- What is being asked
Tally the lines of the records that contain the string "task", and reply with the count alone.

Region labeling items
▬▬▬

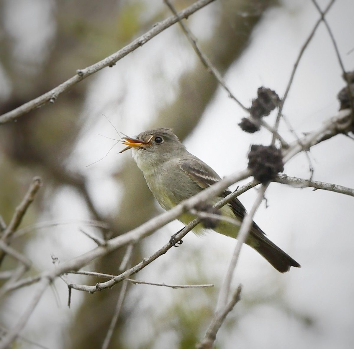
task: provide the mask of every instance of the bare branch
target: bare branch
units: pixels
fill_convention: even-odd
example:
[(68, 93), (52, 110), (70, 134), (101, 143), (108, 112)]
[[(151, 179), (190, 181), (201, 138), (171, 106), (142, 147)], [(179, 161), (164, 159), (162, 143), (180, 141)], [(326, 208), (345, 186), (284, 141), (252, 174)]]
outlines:
[[(335, 0), (331, 0), (331, 2), (328, 4), (327, 7), (326, 8), (326, 9), (325, 10), (324, 12), (323, 13), (323, 16), (324, 16), (328, 12), (328, 11), (329, 11), (330, 9), (331, 8), (332, 5), (333, 4), (333, 3), (335, 1)], [(300, 62), (300, 61), (301, 59), (301, 57), (302, 57), (302, 55), (303, 54), (303, 53), (305, 52), (305, 50), (306, 49), (306, 47), (307, 47), (308, 44), (310, 43), (311, 40), (312, 39), (312, 38), (315, 35), (315, 33), (316, 33), (316, 31), (317, 30), (317, 28), (318, 27), (318, 26), (320, 25), (320, 23), (322, 21), (322, 17), (321, 17), (321, 18), (319, 19), (319, 20), (316, 22), (316, 23), (314, 27), (313, 27), (312, 31), (309, 35), (308, 37), (307, 38), (307, 39), (305, 42), (305, 43), (303, 45), (302, 47), (301, 47), (301, 49), (300, 50), (300, 52), (299, 53), (299, 55), (298, 56), (297, 58), (295, 61), (295, 64), (294, 64), (294, 67), (293, 68), (292, 71), (291, 72), (290, 78), (289, 79), (289, 82), (288, 83), (287, 86), (286, 86), (286, 89), (285, 90), (285, 93), (284, 94), (284, 96), (280, 101), (280, 104), (279, 106), (279, 110), (278, 112), (278, 115), (277, 116), (276, 120), (275, 121), (275, 123), (274, 126), (274, 129), (276, 130), (278, 130), (279, 128), (279, 123), (280, 121), (280, 117), (281, 116), (281, 113), (283, 110), (283, 107), (284, 106), (284, 103), (285, 103), (285, 100), (286, 99), (288, 94), (289, 94), (289, 91), (290, 90), (290, 88), (292, 84), (292, 81), (294, 79), (294, 77), (295, 76), (295, 73), (296, 71), (296, 69), (297, 69), (298, 66), (299, 65), (299, 63)], [(273, 136), (272, 144), (274, 145), (275, 141), (275, 136), (274, 134)]]
[(182, 29), (184, 34), (185, 34), (187, 38), (192, 45), (192, 47), (196, 54), (199, 57), (200, 61), (203, 63), (205, 68), (207, 68), (208, 71), (215, 77), (215, 79), (218, 81), (219, 83), (222, 86), (224, 89), (227, 92), (229, 97), (232, 98), (244, 110), (246, 111), (249, 111), (249, 109), (244, 106), (232, 94), (230, 89), (226, 85), (226, 83), (223, 78), (221, 74), (219, 73), (219, 71), (214, 66), (207, 56), (202, 51), (200, 48), (199, 47), (199, 45), (198, 44), (197, 39), (193, 35), (192, 32), (188, 29), (188, 27), (184, 24), (182, 20), (183, 17), (181, 17), (177, 13), (176, 9), (169, 0), (164, 0), (164, 1), (166, 5), (170, 8), (170, 10), (171, 10), (172, 13), (178, 17), (178, 22)]
[[(34, 197), (42, 186), (42, 180), (39, 177), (35, 177), (32, 180), (27, 193), (19, 205), (16, 208), (15, 213), (8, 225), (1, 236), (1, 241), (5, 244), (8, 244), (10, 239), (16, 229), (21, 223), (27, 209), (34, 199)], [(5, 256), (4, 248), (0, 251), (0, 264)]]
[(134, 284), (143, 284), (144, 285), (152, 285), (153, 286), (162, 286), (165, 287), (171, 287), (171, 288), (204, 288), (204, 287), (213, 287), (214, 285), (212, 283), (199, 285), (169, 285), (166, 283), (158, 283), (156, 282), (149, 282), (146, 281), (140, 280), (134, 280), (133, 279), (125, 279), (132, 283)]
[(280, 174), (278, 178), (274, 181), (278, 183), (289, 184), (299, 188), (306, 188), (310, 187), (314, 188), (314, 191), (317, 189), (322, 189), (324, 190), (329, 190), (334, 191), (341, 194), (345, 194), (347, 195), (354, 196), (354, 189), (343, 187), (337, 184), (320, 182), (318, 181), (310, 180), (304, 178), (299, 178), (296, 177), (290, 177), (285, 173)]
[(38, 190), (42, 186), (42, 180), (39, 177), (35, 177), (32, 180), (28, 191), (25, 195), (22, 202), (15, 211), (11, 221), (1, 235), (2, 241), (6, 242), (19, 225), (28, 207), (34, 199)]
[(157, 23), (152, 29), (136, 39), (129, 44), (102, 61), (83, 69), (78, 69), (77, 74), (50, 91), (25, 103), (18, 108), (0, 116), (0, 124), (8, 122), (21, 116), (35, 108), (50, 102), (54, 102), (59, 95), (87, 77), (106, 67), (112, 67), (128, 54), (145, 44), (165, 29), (178, 21), (178, 18), (187, 18), (215, 0), (198, 0), (179, 12), (178, 17), (173, 16)]
[(112, 338), (112, 335), (113, 334), (114, 328), (117, 323), (117, 321), (118, 320), (119, 314), (120, 313), (122, 309), (122, 307), (123, 306), (124, 298), (125, 298), (125, 296), (126, 295), (127, 288), (128, 282), (126, 280), (125, 280), (123, 282), (123, 285), (122, 286), (122, 288), (119, 293), (118, 302), (117, 302), (117, 305), (116, 306), (115, 309), (114, 310), (114, 314), (112, 318), (112, 320), (109, 324), (109, 327), (102, 344), (102, 349), (107, 349), (108, 345), (109, 345), (109, 343), (110, 342), (111, 338)]
[(318, 129), (290, 143), (289, 149), (283, 151), (284, 163), (300, 152), (345, 132), (352, 122), (351, 111), (349, 109), (339, 111), (336, 116), (329, 119)]
[(238, 260), (241, 248), (243, 244), (247, 238), (253, 222), (253, 217), (264, 198), (264, 193), (268, 185), (269, 184), (262, 185), (251, 210), (246, 214), (242, 221), (242, 223), (237, 235), (237, 243), (236, 244), (235, 251), (234, 251), (231, 260), (230, 262), (226, 275), (220, 289), (219, 299), (218, 300), (218, 304), (216, 313), (222, 309), (227, 304), (227, 299), (231, 287), (232, 277)]
[(17, 323), (12, 328), (9, 330), (2, 339), (1, 341), (0, 342), (0, 349), (7, 349), (17, 337), (50, 282), (50, 279), (49, 278), (43, 277), (41, 278), (37, 286), (34, 295), (32, 297), (27, 309), (20, 317)]
[[(346, 69), (344, 67), (344, 64), (343, 64), (343, 61), (342, 60), (342, 58), (341, 57), (341, 54), (339, 53), (339, 50), (338, 49), (338, 46), (337, 45), (337, 42), (336, 41), (336, 39), (334, 38), (334, 35), (333, 35), (333, 33), (332, 33), (331, 28), (328, 24), (327, 20), (326, 19), (326, 18), (325, 17), (325, 14), (322, 12), (322, 10), (321, 9), (316, 0), (312, 0), (312, 2), (313, 3), (316, 9), (317, 9), (317, 10), (320, 13), (320, 14), (321, 15), (322, 21), (323, 21), (323, 23), (325, 23), (325, 25), (327, 28), (327, 31), (328, 32), (328, 34), (329, 34), (330, 37), (331, 38), (331, 40), (333, 44), (333, 46), (334, 47), (335, 51), (336, 51), (336, 54), (337, 55), (337, 58), (338, 59), (339, 65), (341, 66), (341, 68), (342, 69), (342, 72), (343, 73), (343, 76), (345, 77)], [(349, 81), (346, 79), (345, 79), (345, 80), (347, 82), (347, 85), (348, 86), (348, 93), (350, 96), (350, 98), (349, 98), (349, 103), (350, 103), (350, 108), (352, 109), (352, 110), (354, 113), (354, 104), (353, 104), (353, 98), (352, 93), (352, 89), (349, 87)]]
[(79, 231), (81, 231), (83, 234), (85, 235), (87, 237), (90, 238), (91, 240), (95, 241), (98, 245), (98, 246), (104, 246), (107, 243), (106, 241), (103, 239), (100, 238), (99, 237), (96, 237), (95, 236), (92, 236), (88, 233), (86, 232), (85, 230), (81, 229), (79, 229)]
[(106, 222), (102, 222), (99, 220), (83, 219), (80, 220), (50, 221), (47, 222), (41, 222), (35, 224), (32, 224), (28, 226), (18, 229), (14, 233), (13, 237), (14, 239), (17, 238), (34, 230), (44, 229), (45, 228), (49, 228), (51, 227), (55, 227), (58, 225), (73, 224), (75, 223), (80, 223), (80, 224), (84, 224), (88, 226), (96, 227), (106, 230), (108, 230), (110, 228), (109, 225)]
[(240, 300), (240, 294), (242, 286), (239, 285), (233, 295), (231, 300), (220, 311), (215, 314), (211, 323), (208, 328), (203, 340), (196, 345), (198, 349), (212, 349), (216, 338), (216, 334), (221, 327), (227, 314), (233, 309), (236, 303)]

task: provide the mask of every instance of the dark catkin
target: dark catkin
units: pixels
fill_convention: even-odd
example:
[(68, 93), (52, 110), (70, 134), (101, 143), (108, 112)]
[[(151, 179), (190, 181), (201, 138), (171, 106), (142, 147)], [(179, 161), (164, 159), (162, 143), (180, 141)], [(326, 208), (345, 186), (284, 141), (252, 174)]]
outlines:
[(265, 183), (284, 170), (280, 150), (271, 145), (253, 145), (248, 154), (248, 167), (255, 179)]

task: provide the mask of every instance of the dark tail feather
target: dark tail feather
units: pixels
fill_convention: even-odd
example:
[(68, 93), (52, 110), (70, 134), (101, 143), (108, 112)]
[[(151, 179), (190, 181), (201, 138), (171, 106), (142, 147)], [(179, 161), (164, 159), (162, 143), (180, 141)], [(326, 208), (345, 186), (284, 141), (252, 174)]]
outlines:
[(251, 236), (258, 243), (255, 244), (256, 246), (252, 246), (253, 248), (281, 273), (289, 271), (291, 266), (301, 267), (297, 262), (263, 234), (260, 236), (257, 233), (252, 234)]

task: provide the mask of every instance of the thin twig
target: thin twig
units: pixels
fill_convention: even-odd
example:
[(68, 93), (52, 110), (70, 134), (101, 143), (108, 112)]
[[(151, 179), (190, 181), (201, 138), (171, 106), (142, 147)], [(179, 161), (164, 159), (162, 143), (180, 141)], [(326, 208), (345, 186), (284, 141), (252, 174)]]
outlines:
[[(12, 234), (21, 223), (22, 218), (29, 205), (34, 199), (36, 194), (42, 186), (42, 180), (39, 177), (35, 177), (32, 181), (28, 190), (19, 205), (16, 208), (12, 218), (1, 235), (1, 240), (8, 244)], [(0, 251), (0, 264), (1, 264), (5, 253), (4, 249)]]
[(96, 237), (96, 236), (92, 236), (88, 233), (87, 233), (83, 229), (81, 228), (79, 230), (79, 231), (81, 231), (83, 234), (86, 235), (87, 237), (90, 238), (91, 240), (95, 241), (98, 246), (104, 246), (107, 242), (103, 239), (101, 239), (99, 237)]
[[(328, 4), (327, 7), (326, 8), (326, 9), (325, 10), (325, 11), (323, 13), (323, 16), (324, 16), (328, 12), (335, 1), (335, 0), (331, 0), (331, 2)], [(289, 82), (288, 83), (287, 85), (286, 86), (286, 89), (285, 90), (285, 93), (284, 94), (284, 96), (283, 97), (283, 98), (280, 101), (280, 105), (279, 106), (278, 114), (276, 117), (276, 120), (275, 121), (275, 123), (274, 126), (274, 129), (276, 130), (278, 130), (279, 128), (279, 123), (280, 121), (280, 117), (281, 116), (281, 113), (283, 110), (283, 107), (284, 106), (284, 103), (285, 103), (288, 94), (289, 94), (289, 91), (290, 90), (290, 88), (292, 84), (292, 81), (294, 79), (294, 77), (295, 76), (295, 73), (296, 71), (296, 69), (297, 69), (298, 66), (299, 65), (299, 63), (300, 62), (300, 61), (301, 59), (301, 57), (302, 57), (302, 55), (303, 54), (304, 52), (305, 52), (305, 50), (306, 49), (306, 47), (307, 47), (308, 44), (310, 43), (310, 42), (312, 39), (312, 38), (315, 35), (315, 33), (317, 30), (317, 28), (318, 28), (318, 26), (320, 25), (320, 23), (322, 21), (322, 18), (321, 17), (319, 19), (319, 20), (316, 22), (316, 24), (313, 27), (312, 30), (310, 34), (310, 35), (309, 35), (307, 40), (305, 42), (305, 43), (302, 45), (302, 47), (301, 47), (301, 49), (300, 50), (300, 52), (299, 53), (299, 55), (298, 56), (297, 58), (295, 61), (295, 64), (294, 64), (294, 67), (293, 68), (291, 74), (290, 75), (290, 78), (289, 79)], [(272, 141), (272, 144), (273, 145), (274, 144), (275, 141), (275, 135), (274, 135), (273, 136), (273, 139)]]
[[(2, 337), (1, 331), (2, 331), (2, 332), (4, 333), (7, 333), (8, 331), (8, 330), (7, 328), (5, 328), (5, 327), (4, 327), (4, 326), (0, 326), (0, 338), (1, 338)], [(32, 345), (34, 345), (35, 347), (38, 347), (39, 348), (41, 348), (42, 349), (49, 349), (49, 348), (47, 347), (45, 347), (44, 345), (42, 345), (41, 344), (39, 344), (38, 343), (36, 343), (35, 342), (33, 342), (33, 340), (31, 340), (30, 339), (27, 339), (27, 338), (25, 338), (24, 337), (23, 337), (22, 336), (18, 336), (18, 338), (23, 342), (26, 342)]]
[(42, 277), (38, 283), (37, 289), (34, 295), (32, 297), (29, 304), (24, 312), (20, 317), (17, 323), (2, 338), (0, 342), (0, 349), (7, 349), (11, 344), (17, 337), (21, 331), (27, 323), (29, 318), (33, 312), (33, 310), (38, 304), (47, 287), (50, 282), (48, 277)]
[[(341, 57), (341, 54), (339, 53), (339, 50), (338, 49), (338, 46), (337, 44), (337, 42), (336, 41), (336, 39), (334, 38), (334, 35), (333, 35), (333, 33), (332, 32), (332, 30), (331, 29), (331, 27), (330, 27), (328, 24), (328, 22), (327, 21), (327, 20), (326, 19), (325, 17), (325, 13), (322, 12), (322, 10), (321, 9), (321, 8), (319, 6), (318, 4), (317, 3), (317, 2), (316, 0), (312, 0), (312, 2), (313, 3), (314, 5), (315, 6), (316, 8), (317, 9), (317, 10), (320, 13), (321, 15), (321, 17), (322, 17), (322, 21), (323, 21), (323, 23), (325, 23), (325, 25), (326, 26), (326, 28), (327, 28), (327, 31), (328, 32), (328, 34), (329, 34), (330, 37), (331, 38), (331, 40), (333, 44), (333, 46), (334, 47), (335, 51), (336, 51), (336, 54), (337, 55), (337, 58), (338, 59), (338, 61), (339, 62), (339, 64), (341, 66), (341, 68), (342, 69), (342, 72), (343, 73), (343, 76), (345, 78), (346, 78), (346, 69), (344, 67), (344, 64), (343, 64), (343, 61), (342, 59), (342, 57)], [(349, 81), (348, 81), (346, 78), (345, 78), (346, 82), (347, 83), (347, 86), (348, 86), (348, 94), (349, 95), (349, 103), (350, 104), (350, 108), (352, 109), (352, 111), (353, 113), (354, 113), (354, 104), (353, 104), (353, 94), (352, 93), (352, 89), (350, 88), (349, 86)]]
[(41, 96), (28, 102), (11, 111), (0, 116), (0, 124), (12, 120), (48, 102), (53, 102), (61, 94), (87, 77), (106, 67), (112, 67), (120, 60), (145, 44), (165, 29), (178, 21), (178, 18), (187, 18), (192, 13), (215, 0), (198, 0), (178, 13), (156, 24), (152, 28), (129, 45), (102, 61), (83, 69), (78, 69), (77, 74), (56, 87)]
[(1, 240), (0, 240), (0, 250), (2, 250), (6, 253), (21, 262), (25, 266), (26, 270), (29, 269), (32, 266), (32, 262), (30, 260)]
[(140, 280), (135, 280), (133, 279), (125, 279), (125, 280), (134, 284), (143, 284), (144, 285), (152, 285), (153, 286), (161, 286), (165, 287), (170, 287), (171, 288), (202, 288), (204, 287), (214, 287), (214, 285), (212, 283), (198, 285), (169, 285), (164, 283), (159, 283), (156, 282), (149, 282)]
[(244, 110), (247, 112), (249, 111), (249, 109), (244, 106), (232, 94), (230, 89), (226, 85), (226, 83), (223, 78), (221, 74), (219, 73), (219, 71), (214, 66), (206, 55), (202, 52), (199, 46), (199, 45), (198, 44), (195, 37), (188, 29), (188, 27), (183, 23), (183, 21), (182, 20), (183, 18), (180, 16), (177, 13), (177, 11), (176, 11), (173, 5), (172, 5), (169, 0), (164, 0), (164, 1), (166, 5), (169, 7), (170, 9), (171, 10), (172, 13), (178, 17), (178, 22), (182, 29), (184, 34), (185, 34), (187, 38), (192, 45), (192, 47), (196, 54), (199, 57), (202, 63), (203, 63), (205, 68), (207, 68), (207, 71), (214, 77), (215, 79), (218, 81), (219, 83), (222, 86), (224, 89), (227, 92), (229, 97), (234, 100)]
[(88, 226), (95, 227), (101, 229), (108, 230), (110, 229), (109, 225), (105, 222), (102, 222), (99, 220), (57, 220), (49, 221), (47, 222), (41, 222), (36, 223), (34, 224), (31, 224), (28, 226), (21, 228), (18, 229), (14, 233), (13, 238), (17, 239), (20, 237), (25, 234), (30, 232), (34, 230), (38, 230), (40, 229), (44, 229), (45, 228), (49, 228), (51, 227), (56, 227), (58, 225), (64, 225), (68, 224), (84, 224)]
[(223, 309), (215, 314), (207, 330), (204, 338), (197, 344), (196, 347), (197, 349), (212, 349), (213, 348), (218, 331), (221, 327), (227, 314), (232, 310), (236, 303), (240, 299), (240, 295), (242, 289), (242, 285), (239, 285), (228, 304)]
[[(132, 245), (130, 245), (129, 246), (131, 246), (131, 251), (130, 251), (129, 253), (129, 260), (128, 261), (128, 263), (130, 264), (130, 259), (131, 257), (131, 251), (132, 251), (133, 247)], [(127, 253), (126, 253), (126, 255), (127, 255)], [(126, 263), (125, 264), (126, 266)], [(124, 299), (126, 295), (128, 281), (126, 280), (125, 280), (123, 282), (123, 285), (122, 285), (122, 288), (121, 289), (120, 292), (119, 293), (119, 297), (118, 297), (118, 301), (117, 302), (115, 309), (114, 310), (114, 313), (112, 317), (112, 320), (111, 320), (110, 323), (109, 324), (109, 327), (108, 328), (108, 331), (107, 331), (106, 336), (104, 338), (104, 340), (103, 340), (103, 343), (102, 344), (102, 349), (107, 349), (107, 348), (108, 347), (108, 345), (109, 345), (109, 343), (110, 342), (111, 339), (112, 338), (112, 336), (113, 334), (113, 331), (114, 330), (114, 328), (117, 323), (117, 321), (118, 321), (118, 317), (119, 316), (119, 314), (120, 314), (120, 312), (122, 309), (122, 307), (123, 306), (123, 303), (124, 302)]]
[(342, 185), (334, 184), (332, 183), (320, 182), (318, 181), (310, 180), (304, 178), (299, 178), (296, 177), (290, 177), (285, 173), (278, 175), (274, 182), (284, 183), (293, 186), (297, 188), (306, 188), (310, 187), (314, 188), (314, 191), (318, 189), (329, 190), (336, 193), (344, 194), (351, 196), (354, 196), (354, 189), (343, 187)]
[(220, 289), (216, 313), (217, 313), (222, 309), (227, 304), (227, 299), (228, 298), (229, 293), (231, 287), (232, 277), (238, 260), (241, 248), (247, 238), (252, 226), (253, 217), (264, 198), (264, 193), (268, 185), (269, 184), (262, 185), (251, 210), (246, 214), (242, 221), (242, 224), (237, 235), (237, 243), (236, 244), (231, 260), (230, 262), (226, 275)]
[(34, 199), (37, 192), (42, 186), (42, 180), (39, 177), (33, 178), (29, 188), (23, 199), (17, 207), (11, 221), (1, 236), (3, 241), (6, 242), (19, 225), (27, 209)]
[(125, 270), (127, 269), (127, 265), (128, 263), (131, 260), (132, 255), (133, 254), (133, 250), (134, 249), (134, 244), (131, 243), (128, 245), (127, 247), (127, 250), (125, 251), (125, 254), (123, 256), (122, 259), (122, 263), (121, 263), (118, 270), (120, 271)]
[(340, 110), (337, 116), (326, 120), (319, 128), (291, 143), (289, 148), (282, 151), (284, 163), (298, 153), (345, 132), (352, 122), (351, 112), (350, 109)]

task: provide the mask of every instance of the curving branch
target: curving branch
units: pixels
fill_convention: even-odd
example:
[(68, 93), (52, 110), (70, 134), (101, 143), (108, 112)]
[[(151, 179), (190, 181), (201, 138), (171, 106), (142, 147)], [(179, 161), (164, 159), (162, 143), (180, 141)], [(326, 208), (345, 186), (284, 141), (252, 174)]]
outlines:
[(178, 16), (172, 16), (156, 23), (152, 29), (115, 53), (89, 67), (83, 69), (78, 69), (75, 75), (56, 87), (13, 110), (0, 116), (0, 124), (13, 120), (31, 110), (41, 107), (48, 102), (54, 103), (59, 95), (70, 87), (106, 67), (113, 67), (118, 61), (128, 54), (142, 46), (161, 32), (178, 22), (179, 18), (188, 18), (191, 15), (214, 1), (215, 0), (198, 0), (179, 12)]

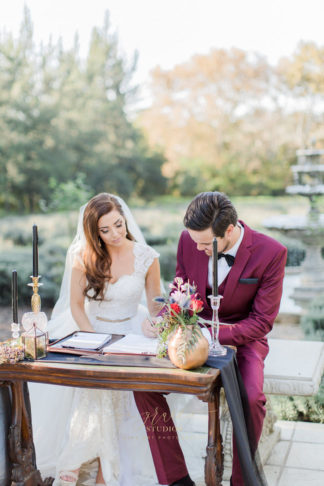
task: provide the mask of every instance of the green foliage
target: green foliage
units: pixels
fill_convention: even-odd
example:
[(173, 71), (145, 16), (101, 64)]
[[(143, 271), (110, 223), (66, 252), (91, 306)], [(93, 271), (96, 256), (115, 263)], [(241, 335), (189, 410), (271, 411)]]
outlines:
[(85, 174), (79, 173), (74, 181), (57, 183), (50, 178), (49, 188), (52, 190), (51, 198), (46, 205), (46, 201), (40, 201), (43, 211), (64, 211), (66, 209), (79, 209), (85, 201), (92, 196), (92, 192), (85, 183)]
[(301, 326), (307, 339), (324, 341), (324, 296), (312, 301), (307, 313), (301, 318)]
[(324, 375), (314, 397), (270, 396), (271, 405), (280, 420), (324, 423)]
[(165, 191), (164, 158), (126, 116), (135, 65), (119, 55), (108, 15), (84, 61), (77, 42), (37, 48), (25, 9), (19, 37), (0, 38), (0, 207), (68, 209), (102, 191)]

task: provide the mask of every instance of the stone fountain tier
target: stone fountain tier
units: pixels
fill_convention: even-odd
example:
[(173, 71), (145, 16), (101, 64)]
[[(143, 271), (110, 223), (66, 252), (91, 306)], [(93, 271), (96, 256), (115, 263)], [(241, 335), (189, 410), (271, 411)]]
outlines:
[(300, 267), (301, 285), (294, 289), (292, 298), (297, 305), (307, 307), (315, 297), (324, 295), (324, 214), (314, 217), (280, 215), (267, 219), (263, 225), (305, 245), (305, 259)]
[(324, 194), (323, 184), (296, 184), (286, 188), (288, 194), (299, 194), (300, 196), (322, 196)]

▬▬▬

- Complete response
7